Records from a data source
━━━━

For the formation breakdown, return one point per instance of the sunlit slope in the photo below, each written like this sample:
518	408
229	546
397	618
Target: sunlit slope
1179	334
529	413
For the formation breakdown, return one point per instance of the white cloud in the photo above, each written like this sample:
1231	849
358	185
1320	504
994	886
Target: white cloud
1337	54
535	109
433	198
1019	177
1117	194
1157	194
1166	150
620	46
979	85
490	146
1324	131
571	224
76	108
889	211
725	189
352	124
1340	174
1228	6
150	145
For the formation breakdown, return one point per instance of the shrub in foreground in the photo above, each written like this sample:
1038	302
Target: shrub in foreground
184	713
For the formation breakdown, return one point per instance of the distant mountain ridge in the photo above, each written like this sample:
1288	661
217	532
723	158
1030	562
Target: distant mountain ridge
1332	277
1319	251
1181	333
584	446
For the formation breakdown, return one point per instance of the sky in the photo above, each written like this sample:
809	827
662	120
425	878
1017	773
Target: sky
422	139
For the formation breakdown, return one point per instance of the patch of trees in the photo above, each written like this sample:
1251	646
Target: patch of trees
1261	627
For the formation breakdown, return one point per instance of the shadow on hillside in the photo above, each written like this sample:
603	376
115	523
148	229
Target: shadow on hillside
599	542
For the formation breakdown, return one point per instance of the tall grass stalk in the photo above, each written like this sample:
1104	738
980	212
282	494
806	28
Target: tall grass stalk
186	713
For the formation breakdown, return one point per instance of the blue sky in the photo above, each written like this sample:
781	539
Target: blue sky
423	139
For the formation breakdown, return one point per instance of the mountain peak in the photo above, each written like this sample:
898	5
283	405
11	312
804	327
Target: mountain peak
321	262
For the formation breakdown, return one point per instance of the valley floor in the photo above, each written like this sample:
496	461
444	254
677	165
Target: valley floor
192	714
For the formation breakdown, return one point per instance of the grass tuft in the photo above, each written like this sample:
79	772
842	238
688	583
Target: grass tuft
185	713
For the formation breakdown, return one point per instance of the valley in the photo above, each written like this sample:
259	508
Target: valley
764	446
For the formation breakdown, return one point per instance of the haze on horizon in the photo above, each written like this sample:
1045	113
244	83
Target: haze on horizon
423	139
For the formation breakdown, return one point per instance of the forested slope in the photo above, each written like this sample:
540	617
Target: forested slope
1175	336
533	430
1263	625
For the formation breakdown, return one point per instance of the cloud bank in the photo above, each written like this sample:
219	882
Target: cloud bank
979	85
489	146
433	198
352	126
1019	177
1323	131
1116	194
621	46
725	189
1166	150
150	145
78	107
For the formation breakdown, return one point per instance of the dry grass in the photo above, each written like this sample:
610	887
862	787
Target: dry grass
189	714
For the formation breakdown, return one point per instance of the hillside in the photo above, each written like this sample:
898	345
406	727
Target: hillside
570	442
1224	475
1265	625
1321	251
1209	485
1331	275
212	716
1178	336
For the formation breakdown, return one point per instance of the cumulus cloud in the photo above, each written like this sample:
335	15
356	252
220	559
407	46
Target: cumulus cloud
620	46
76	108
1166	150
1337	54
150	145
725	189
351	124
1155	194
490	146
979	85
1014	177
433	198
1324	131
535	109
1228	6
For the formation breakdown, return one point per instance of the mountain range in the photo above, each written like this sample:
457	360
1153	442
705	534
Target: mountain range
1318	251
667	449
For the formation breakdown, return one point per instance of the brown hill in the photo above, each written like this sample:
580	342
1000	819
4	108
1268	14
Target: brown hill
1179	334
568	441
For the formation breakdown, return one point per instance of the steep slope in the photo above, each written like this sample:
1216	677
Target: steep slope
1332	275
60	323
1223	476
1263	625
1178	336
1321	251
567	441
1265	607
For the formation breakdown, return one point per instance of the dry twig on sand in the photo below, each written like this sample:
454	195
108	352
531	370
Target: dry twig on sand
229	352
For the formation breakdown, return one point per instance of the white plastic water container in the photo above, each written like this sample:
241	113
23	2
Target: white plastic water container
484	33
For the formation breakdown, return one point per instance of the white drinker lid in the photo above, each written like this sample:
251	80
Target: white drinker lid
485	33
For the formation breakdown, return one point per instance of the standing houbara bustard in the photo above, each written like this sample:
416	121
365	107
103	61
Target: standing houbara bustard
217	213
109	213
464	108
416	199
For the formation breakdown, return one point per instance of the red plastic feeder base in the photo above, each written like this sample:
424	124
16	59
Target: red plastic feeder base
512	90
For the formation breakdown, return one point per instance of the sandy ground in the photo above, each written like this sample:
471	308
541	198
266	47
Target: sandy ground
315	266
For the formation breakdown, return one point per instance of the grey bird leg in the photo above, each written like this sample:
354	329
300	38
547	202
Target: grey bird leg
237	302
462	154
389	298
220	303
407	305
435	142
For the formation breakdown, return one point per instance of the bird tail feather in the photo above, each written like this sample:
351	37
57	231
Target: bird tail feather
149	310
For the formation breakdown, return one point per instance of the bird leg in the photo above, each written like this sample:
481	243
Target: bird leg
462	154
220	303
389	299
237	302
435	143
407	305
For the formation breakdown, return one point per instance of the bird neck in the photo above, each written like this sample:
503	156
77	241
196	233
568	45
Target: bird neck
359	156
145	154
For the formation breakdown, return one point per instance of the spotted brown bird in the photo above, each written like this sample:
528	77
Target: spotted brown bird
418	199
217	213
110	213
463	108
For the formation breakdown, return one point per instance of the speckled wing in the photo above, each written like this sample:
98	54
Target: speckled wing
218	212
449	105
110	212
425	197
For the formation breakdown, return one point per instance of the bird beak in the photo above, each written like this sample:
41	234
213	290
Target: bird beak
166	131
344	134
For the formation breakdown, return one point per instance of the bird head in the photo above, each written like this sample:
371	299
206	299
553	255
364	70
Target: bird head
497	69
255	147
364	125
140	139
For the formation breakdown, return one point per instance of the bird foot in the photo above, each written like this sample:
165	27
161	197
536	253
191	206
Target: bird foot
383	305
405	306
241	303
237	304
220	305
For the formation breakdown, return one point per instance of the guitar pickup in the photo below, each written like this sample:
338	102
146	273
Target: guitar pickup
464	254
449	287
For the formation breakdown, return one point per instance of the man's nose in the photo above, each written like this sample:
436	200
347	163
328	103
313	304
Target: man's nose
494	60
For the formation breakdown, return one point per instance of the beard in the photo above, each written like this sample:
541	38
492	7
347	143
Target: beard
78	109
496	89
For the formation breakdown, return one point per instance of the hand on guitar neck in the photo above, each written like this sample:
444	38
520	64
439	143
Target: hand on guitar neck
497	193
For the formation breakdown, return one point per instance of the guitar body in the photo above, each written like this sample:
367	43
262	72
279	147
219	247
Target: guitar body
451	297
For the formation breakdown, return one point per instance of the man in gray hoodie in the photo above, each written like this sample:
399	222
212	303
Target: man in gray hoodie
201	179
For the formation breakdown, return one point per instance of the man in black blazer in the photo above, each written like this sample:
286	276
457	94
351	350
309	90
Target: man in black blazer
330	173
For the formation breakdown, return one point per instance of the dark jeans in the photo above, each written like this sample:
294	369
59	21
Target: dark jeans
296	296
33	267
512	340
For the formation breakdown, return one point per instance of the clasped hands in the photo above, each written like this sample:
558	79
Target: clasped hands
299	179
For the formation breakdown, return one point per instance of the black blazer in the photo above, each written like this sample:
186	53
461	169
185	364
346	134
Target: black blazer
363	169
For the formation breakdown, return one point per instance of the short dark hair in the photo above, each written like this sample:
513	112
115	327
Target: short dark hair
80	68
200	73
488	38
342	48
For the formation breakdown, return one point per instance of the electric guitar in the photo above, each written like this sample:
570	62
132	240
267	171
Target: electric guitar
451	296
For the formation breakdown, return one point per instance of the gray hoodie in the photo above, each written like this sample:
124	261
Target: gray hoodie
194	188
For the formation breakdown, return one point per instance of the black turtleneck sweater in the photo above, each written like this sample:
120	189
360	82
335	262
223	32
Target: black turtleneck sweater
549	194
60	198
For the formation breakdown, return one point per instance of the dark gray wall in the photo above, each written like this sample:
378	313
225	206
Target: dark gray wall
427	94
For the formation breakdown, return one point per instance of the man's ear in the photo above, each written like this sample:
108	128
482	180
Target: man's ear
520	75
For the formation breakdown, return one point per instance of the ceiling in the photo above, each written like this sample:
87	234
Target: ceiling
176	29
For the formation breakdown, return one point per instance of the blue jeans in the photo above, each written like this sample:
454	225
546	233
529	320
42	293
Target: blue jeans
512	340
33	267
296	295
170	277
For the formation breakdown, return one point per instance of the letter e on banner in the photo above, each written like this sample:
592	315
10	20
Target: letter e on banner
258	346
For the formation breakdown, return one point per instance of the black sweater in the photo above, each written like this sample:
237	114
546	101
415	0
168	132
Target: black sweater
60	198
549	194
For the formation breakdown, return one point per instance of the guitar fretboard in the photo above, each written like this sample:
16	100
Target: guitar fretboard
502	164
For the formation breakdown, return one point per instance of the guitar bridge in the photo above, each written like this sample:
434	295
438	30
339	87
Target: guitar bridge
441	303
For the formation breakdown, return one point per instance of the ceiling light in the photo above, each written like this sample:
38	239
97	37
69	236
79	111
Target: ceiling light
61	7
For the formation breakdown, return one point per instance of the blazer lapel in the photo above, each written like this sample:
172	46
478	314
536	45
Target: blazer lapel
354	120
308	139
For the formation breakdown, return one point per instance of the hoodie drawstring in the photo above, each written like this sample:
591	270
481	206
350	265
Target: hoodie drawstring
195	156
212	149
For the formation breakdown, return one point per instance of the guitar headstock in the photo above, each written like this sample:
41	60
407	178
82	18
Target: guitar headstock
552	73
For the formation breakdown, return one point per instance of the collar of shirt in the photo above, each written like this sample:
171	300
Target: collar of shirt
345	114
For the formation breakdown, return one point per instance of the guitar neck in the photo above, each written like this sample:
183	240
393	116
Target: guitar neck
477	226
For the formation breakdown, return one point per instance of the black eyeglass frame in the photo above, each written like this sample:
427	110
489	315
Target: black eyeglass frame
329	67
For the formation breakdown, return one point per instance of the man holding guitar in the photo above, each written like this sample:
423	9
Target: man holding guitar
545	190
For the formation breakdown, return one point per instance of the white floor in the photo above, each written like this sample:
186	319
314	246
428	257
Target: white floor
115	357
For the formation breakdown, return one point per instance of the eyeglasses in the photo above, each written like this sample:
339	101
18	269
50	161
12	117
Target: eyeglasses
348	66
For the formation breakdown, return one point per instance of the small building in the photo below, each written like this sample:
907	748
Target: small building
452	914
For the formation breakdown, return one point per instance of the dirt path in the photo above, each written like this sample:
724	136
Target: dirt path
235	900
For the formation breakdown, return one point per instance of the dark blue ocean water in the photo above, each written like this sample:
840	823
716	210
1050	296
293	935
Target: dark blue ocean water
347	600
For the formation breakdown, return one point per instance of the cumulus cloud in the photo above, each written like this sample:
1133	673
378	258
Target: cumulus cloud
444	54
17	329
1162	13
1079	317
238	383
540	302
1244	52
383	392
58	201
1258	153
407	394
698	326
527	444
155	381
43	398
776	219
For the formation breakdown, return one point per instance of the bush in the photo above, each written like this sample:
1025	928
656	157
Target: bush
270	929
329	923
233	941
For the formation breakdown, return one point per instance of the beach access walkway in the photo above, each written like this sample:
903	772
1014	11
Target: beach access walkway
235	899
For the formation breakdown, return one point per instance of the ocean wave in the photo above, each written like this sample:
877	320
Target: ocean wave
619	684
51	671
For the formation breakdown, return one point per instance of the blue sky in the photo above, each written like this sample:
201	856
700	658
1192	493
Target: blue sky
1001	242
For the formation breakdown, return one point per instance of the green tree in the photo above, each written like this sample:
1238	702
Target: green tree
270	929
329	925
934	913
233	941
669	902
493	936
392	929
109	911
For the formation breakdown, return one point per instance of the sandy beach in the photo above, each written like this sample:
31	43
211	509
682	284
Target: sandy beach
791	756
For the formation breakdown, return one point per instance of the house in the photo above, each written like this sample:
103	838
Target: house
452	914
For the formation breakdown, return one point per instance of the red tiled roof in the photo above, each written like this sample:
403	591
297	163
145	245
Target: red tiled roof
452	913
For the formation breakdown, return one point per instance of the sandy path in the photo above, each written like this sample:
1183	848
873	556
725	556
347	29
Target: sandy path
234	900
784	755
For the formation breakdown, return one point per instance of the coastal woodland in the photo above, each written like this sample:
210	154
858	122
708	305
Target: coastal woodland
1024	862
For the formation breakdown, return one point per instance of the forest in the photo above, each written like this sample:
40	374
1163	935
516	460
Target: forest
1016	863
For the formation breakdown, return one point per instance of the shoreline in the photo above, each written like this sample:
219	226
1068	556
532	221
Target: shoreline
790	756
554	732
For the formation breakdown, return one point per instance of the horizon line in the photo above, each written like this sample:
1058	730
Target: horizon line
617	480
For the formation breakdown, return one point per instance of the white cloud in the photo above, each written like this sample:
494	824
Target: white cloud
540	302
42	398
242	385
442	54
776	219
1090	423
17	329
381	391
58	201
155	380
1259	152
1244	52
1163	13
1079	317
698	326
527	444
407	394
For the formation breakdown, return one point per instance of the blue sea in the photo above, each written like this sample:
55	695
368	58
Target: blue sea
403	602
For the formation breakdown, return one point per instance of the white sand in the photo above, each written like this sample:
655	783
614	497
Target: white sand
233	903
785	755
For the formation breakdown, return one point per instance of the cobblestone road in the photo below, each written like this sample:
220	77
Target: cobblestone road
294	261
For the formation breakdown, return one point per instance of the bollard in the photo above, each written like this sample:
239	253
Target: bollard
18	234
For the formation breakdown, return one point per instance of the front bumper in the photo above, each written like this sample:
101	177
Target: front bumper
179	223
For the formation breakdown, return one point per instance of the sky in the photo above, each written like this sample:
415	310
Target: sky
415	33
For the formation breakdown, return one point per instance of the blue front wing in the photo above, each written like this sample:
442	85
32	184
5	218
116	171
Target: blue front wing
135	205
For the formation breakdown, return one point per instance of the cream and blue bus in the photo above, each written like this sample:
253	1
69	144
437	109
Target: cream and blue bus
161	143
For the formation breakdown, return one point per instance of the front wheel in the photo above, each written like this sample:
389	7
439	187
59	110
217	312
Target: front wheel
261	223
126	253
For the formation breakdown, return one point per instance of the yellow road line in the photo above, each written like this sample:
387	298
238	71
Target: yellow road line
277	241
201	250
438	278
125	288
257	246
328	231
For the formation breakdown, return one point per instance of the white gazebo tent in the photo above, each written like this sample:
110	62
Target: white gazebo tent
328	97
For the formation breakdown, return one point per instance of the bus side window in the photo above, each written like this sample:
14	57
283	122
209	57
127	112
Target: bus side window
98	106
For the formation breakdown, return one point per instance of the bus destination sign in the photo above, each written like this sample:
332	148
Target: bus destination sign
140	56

━━━━

» **Exercise instructions**: Copy exactly the lines of the listing above, beginning at the line with "of the cream" and ending at its final line; write out nothing else.

» **Expected output**:
For the formation breakdown, return one point per instance of the cream and blue bus in the photo above, each written like this sample:
253	1
69	144
437	109
Target: cream and blue bus
161	143
For the formation breakdown, return one point per instance of the front wheel in the photo above, each written like this sample:
389	7
439	187
59	110
217	312
Target: front wheel
261	223
126	253
For the formation breakdown, return one point per instance of the yellow road line in the photo above, each written like this sample:
387	298
238	71
Target: yellow road line
277	241
201	250
438	278
125	288
257	246
328	231
For the formation breakdown, return one point per instance of the white gazebo tent in the photo above, each written like this sample:
110	62
Target: white gazebo tent
328	97
For the formation breakdown, return one point per instance of the bus side window in the photo above, each written like this sample:
14	57
283	122
209	57
127	112
Target: bus side window
98	106
For the formation breakdown, return one point per instance of the bus destination sign in the photo above, each written like this sample:
332	148
Target: bus destination sign
140	56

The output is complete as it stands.